*Boundary labeling items*:
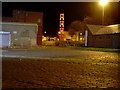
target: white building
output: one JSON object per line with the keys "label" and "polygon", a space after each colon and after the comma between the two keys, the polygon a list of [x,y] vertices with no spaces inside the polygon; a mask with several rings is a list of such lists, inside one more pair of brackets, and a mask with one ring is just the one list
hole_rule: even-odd
{"label": "white building", "polygon": [[38,25],[33,23],[3,22],[0,26],[2,47],[36,46]]}

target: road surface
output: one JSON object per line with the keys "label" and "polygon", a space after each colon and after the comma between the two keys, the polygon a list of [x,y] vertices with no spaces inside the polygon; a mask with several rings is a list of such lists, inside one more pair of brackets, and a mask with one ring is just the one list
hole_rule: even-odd
{"label": "road surface", "polygon": [[3,88],[117,88],[118,56],[68,48],[3,50]]}

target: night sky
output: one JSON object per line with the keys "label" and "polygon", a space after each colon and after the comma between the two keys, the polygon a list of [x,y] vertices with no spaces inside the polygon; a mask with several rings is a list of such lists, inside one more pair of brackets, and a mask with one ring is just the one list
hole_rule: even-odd
{"label": "night sky", "polygon": [[[118,24],[118,2],[111,2],[105,7],[106,20],[112,18],[112,24]],[[3,16],[12,16],[12,10],[43,12],[43,32],[56,36],[59,31],[59,14],[65,14],[65,30],[75,20],[84,17],[96,17],[101,24],[102,6],[98,2],[3,2]]]}

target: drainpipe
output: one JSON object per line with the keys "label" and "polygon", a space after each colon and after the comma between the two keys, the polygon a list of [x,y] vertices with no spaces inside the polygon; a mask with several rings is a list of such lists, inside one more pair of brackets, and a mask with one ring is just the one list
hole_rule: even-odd
{"label": "drainpipe", "polygon": [[88,46],[88,31],[85,31],[85,46]]}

*Exercise description*: Find each line in the items above that contains the string "target", and copy all of those lines in full.

*Answer for the task*:
target: white building
target: road surface
target: night sky
target: drainpipe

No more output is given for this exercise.